● **Trecho do documento**:
Hoje, seriam 8 bilhões de pessoas usando a palavra de forma contínua e prolongada, o que só reforça a ideia da potência da palavra. "Pois é: 'Uma imagem vale mil palavras.' Verdade evidente. Corrijo logo — apenas evidente. Pois como você diria isso sem palavras?"

Usando a palavra ele construiu o "livre pensar, só pensar", a maneira Millôr, toda peculiar de enxergar o Brasil, o ser humano e o mundo. Começando com o Brasil, de quem ele tinha uma percepção crítica e cruel, mas que dificilmente pode-se dizer que não fosse real. "Este é o país onde há a maior possibilidade de se criar um mundo inteiramente novo. Caos não falta".

Já naquele tempo, tinha uma visão de política em conformidade com o senso comum, que coloca a corrupção como o fim da política. "Corrompo, logo existo", dizia. E para a intervenção dos militares na política ele tinha uma solução: "Pega todos esses milicos metidos na política e convoca-os para o serviço militar obrigatório". E olha que ele falou isso foi muito antes, quando para ser presidente era obrigatório ser general.

Nestes tempos de polarização, Millôr estaria onde sempre esteve: sozinho. Opositor por opção e por convicção ("Imprensa é oposição, o resto é armazém de secos e molhados"), dizia que a política brasileira tinha três correntes: a extrema direita, a extrema esquerda e o extremo centro". Cobiçado por todas as correntes políticas, não pertenceu a nenhuma. "Só assino texto que eu tenha escrito", respondia sempre que se tentava ter sua assinatura em abaixo-assinados. E evitava dar entrevistas porque entendia que expor ideias era seu trabalho e, por isso, seria justo que fosse remunerado para fazê-lo.

● **Material fornecido**:
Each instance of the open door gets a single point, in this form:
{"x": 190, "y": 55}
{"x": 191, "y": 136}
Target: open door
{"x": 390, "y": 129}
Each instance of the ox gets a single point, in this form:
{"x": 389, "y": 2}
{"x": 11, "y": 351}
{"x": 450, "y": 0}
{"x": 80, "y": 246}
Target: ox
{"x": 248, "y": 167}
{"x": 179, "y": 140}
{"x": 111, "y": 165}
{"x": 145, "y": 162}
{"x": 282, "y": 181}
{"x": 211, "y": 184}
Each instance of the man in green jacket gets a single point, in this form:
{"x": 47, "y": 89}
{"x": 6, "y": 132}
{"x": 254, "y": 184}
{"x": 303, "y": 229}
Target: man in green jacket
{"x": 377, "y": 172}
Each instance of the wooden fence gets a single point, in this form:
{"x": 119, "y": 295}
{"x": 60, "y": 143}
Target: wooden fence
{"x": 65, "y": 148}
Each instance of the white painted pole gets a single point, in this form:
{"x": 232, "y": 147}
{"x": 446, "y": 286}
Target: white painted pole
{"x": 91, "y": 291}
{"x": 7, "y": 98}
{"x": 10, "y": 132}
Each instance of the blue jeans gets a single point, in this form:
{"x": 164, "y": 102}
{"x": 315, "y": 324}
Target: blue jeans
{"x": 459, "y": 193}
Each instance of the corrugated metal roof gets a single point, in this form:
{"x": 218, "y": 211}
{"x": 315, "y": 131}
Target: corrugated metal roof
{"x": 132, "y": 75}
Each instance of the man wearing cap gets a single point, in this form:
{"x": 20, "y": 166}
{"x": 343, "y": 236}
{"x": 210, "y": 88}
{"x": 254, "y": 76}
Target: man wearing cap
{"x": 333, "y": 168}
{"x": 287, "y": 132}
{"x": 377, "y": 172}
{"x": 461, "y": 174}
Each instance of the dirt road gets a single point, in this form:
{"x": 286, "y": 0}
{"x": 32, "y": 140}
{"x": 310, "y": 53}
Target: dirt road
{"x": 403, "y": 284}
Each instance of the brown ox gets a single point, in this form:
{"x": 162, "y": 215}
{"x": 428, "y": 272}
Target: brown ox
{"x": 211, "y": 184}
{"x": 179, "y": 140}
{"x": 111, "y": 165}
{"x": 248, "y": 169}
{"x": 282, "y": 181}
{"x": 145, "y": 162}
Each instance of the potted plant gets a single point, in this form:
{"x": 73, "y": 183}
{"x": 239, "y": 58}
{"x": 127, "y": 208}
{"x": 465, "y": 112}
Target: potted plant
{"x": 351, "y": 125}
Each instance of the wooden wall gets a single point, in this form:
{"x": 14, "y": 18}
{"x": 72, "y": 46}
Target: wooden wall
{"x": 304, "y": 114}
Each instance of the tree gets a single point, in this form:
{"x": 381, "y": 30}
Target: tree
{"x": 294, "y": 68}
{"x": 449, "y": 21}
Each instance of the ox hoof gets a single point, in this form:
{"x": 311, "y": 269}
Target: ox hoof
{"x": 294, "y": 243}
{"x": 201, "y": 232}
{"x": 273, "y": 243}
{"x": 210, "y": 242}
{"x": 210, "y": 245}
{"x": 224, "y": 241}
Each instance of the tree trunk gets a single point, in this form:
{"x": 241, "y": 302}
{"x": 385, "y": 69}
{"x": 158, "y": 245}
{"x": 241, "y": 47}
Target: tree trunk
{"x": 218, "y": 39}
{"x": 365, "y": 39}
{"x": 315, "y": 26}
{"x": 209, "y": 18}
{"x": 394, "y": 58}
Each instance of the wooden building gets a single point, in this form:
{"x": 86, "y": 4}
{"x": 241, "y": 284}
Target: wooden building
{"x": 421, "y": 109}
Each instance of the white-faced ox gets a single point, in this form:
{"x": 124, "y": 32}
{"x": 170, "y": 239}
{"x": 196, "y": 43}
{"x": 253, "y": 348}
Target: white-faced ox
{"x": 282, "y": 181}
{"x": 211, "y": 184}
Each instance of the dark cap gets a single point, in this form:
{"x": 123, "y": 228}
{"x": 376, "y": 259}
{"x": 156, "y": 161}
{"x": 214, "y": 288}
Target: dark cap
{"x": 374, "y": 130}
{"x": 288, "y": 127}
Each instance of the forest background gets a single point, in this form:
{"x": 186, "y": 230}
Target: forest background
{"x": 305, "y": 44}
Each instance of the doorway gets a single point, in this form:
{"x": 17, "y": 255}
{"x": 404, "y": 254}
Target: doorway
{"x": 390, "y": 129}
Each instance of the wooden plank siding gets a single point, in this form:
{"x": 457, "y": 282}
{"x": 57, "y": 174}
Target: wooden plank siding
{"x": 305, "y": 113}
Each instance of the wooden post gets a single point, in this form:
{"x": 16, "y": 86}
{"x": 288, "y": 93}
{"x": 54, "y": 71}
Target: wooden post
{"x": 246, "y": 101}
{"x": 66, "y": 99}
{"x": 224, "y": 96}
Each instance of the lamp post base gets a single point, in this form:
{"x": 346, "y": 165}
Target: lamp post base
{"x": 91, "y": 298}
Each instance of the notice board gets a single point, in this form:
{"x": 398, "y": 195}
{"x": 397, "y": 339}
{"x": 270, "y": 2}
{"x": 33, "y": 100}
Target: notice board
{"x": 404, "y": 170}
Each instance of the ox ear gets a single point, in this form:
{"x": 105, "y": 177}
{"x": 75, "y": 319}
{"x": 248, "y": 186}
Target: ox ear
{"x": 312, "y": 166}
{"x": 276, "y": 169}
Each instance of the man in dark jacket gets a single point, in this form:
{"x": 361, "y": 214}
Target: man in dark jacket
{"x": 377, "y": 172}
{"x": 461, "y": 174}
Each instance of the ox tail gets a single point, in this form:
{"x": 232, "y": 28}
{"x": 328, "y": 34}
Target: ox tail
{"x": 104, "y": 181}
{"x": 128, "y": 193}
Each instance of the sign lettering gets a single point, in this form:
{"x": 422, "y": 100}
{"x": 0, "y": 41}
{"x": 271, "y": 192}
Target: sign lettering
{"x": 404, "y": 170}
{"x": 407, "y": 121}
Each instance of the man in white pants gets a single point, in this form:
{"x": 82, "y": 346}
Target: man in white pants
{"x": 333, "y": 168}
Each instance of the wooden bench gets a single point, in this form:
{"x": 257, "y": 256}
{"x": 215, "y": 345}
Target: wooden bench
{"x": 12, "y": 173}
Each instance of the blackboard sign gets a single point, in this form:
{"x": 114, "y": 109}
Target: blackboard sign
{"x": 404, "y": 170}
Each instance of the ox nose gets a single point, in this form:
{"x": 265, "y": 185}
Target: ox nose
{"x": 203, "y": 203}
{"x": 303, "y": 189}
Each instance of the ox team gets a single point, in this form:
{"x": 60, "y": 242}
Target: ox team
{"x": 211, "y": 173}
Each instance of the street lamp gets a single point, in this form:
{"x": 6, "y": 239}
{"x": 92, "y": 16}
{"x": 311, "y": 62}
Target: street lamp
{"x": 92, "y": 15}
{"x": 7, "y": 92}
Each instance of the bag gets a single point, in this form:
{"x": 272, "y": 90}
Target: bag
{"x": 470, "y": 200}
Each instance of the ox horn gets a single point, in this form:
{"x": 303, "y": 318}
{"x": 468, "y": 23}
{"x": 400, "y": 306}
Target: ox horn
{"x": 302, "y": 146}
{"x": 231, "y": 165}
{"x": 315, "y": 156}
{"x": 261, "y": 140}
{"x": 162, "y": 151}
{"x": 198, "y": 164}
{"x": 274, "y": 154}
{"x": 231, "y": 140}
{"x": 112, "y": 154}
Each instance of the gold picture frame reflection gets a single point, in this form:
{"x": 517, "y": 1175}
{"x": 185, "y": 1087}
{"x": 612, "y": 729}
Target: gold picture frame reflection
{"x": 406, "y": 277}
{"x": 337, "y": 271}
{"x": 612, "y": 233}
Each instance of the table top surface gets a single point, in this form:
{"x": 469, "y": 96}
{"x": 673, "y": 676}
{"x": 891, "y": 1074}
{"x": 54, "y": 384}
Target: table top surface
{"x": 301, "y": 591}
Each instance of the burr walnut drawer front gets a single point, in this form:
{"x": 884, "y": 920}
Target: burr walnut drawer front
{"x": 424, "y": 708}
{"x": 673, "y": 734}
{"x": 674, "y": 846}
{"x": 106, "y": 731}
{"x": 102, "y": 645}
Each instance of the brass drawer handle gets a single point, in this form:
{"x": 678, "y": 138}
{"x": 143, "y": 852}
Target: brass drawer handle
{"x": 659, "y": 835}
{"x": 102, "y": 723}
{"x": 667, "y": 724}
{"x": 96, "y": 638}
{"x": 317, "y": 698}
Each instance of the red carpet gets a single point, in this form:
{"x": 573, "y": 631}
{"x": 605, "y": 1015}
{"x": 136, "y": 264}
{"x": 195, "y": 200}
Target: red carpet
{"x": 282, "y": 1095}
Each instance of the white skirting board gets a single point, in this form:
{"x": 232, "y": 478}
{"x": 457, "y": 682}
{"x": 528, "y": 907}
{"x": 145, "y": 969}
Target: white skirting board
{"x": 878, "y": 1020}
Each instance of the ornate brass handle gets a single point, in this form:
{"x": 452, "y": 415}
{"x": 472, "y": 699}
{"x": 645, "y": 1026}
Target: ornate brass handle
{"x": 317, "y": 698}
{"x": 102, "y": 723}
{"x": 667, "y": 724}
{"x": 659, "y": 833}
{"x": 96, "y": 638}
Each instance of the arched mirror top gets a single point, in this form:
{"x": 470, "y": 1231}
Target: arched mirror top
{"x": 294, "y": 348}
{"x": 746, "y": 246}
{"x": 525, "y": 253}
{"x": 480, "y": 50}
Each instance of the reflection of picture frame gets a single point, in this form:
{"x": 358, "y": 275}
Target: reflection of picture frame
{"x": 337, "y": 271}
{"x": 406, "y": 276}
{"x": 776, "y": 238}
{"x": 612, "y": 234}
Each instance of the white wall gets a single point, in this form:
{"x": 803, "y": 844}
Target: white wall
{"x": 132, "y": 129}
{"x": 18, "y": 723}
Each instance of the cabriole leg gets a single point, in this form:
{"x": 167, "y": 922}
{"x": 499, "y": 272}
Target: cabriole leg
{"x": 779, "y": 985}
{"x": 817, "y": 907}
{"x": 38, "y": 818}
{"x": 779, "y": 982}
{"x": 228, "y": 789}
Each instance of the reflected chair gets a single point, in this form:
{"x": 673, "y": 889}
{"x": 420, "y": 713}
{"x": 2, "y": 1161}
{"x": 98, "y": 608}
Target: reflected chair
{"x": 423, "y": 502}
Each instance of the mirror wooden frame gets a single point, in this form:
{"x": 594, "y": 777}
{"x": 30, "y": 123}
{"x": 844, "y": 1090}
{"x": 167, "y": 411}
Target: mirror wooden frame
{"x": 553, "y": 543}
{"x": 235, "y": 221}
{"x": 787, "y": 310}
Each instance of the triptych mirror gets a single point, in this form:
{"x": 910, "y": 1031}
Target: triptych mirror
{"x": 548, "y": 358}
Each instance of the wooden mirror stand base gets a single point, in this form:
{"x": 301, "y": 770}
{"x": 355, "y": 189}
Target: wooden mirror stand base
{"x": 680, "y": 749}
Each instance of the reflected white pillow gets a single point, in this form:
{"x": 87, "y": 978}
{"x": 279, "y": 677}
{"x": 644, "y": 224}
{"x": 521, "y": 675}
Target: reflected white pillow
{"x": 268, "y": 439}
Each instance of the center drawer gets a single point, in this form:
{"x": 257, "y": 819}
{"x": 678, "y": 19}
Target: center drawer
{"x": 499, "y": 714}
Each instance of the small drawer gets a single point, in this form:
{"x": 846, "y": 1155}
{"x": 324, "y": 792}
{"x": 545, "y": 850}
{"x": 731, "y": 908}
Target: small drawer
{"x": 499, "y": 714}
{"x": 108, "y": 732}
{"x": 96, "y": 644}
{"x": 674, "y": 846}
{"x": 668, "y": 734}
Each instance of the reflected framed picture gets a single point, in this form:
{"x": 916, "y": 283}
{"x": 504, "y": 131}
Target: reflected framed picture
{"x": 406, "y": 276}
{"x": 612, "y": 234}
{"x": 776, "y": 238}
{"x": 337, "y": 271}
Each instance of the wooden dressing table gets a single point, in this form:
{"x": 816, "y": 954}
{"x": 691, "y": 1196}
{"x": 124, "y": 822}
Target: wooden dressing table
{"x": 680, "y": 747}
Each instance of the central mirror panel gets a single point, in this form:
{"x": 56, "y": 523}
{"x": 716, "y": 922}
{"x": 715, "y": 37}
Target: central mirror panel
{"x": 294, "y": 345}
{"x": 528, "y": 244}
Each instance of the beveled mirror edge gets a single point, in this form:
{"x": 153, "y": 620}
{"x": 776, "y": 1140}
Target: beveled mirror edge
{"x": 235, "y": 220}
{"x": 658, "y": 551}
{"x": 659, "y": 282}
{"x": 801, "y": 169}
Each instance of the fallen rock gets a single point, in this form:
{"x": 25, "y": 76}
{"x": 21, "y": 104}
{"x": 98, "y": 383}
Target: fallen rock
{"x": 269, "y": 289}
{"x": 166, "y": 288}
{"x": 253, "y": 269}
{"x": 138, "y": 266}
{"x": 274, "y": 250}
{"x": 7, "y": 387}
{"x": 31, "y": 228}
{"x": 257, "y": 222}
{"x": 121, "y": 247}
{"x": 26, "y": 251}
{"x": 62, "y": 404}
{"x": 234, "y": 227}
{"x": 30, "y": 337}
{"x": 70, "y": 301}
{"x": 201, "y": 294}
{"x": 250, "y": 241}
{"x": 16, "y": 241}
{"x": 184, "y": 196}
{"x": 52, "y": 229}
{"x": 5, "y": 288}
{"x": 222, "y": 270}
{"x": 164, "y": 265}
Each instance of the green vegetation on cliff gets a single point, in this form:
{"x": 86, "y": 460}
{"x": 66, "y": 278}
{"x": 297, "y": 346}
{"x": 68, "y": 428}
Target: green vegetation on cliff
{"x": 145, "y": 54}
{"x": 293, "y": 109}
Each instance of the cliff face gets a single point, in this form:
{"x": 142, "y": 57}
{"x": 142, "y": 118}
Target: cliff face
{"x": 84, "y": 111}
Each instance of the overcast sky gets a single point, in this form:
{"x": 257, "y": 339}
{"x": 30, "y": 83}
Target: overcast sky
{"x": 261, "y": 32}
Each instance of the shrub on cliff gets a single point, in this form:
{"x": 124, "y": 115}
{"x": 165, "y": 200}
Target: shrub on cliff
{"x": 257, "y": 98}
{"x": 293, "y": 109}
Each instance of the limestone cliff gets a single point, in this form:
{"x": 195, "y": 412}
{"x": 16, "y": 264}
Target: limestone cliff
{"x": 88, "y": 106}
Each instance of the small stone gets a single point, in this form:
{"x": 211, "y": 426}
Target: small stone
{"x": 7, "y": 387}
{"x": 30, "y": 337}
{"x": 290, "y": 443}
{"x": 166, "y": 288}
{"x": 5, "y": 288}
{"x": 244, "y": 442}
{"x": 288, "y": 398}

● **Instruções de trabalho**:
(a) Como fica o trecho sobre Millôr, começando em "Usando a palavra ele" e terminando em "obrigatório ser general.", se "Brasil" for renomeado para "país"?
(b) Como se traduz para o inglês esta frase do trecho sobre Millôr: "Nestes tempos de polarização, Millôr estaria onde sempre esteve: sozinho."?

● **Soluções por tarefa**:
(a)
Usando a palavra ele construiu o "livre pensar, só pensar", a maneira Millôr, toda peculiar de enxergar o país, o ser humano e o mundo. Começando com o país, de quem ele tinha uma percepção crítica e cruel, mas que dificilmente pode-se dizer que não fosse real. "Este é o país onde há a maior possibilidade de se criar um mundo inteiramente novo. Caos não falta".

Já naquele tempo, tinha uma visão de política em conformidade com o senso comum, que coloca a corrupção como o fim da política. "Corrompo, logo existo", dizia. E para a intervenção dos militares na política ele tinha uma solução: "Pega todos esses milicos metidos na política e convoca-os para o serviço militar obrigatório". E olha que ele falou isso foi muito antes, quando para ser presidente era obrigatório ser general.

(b) In these times of polarization, Millôr would be where he always was: alone.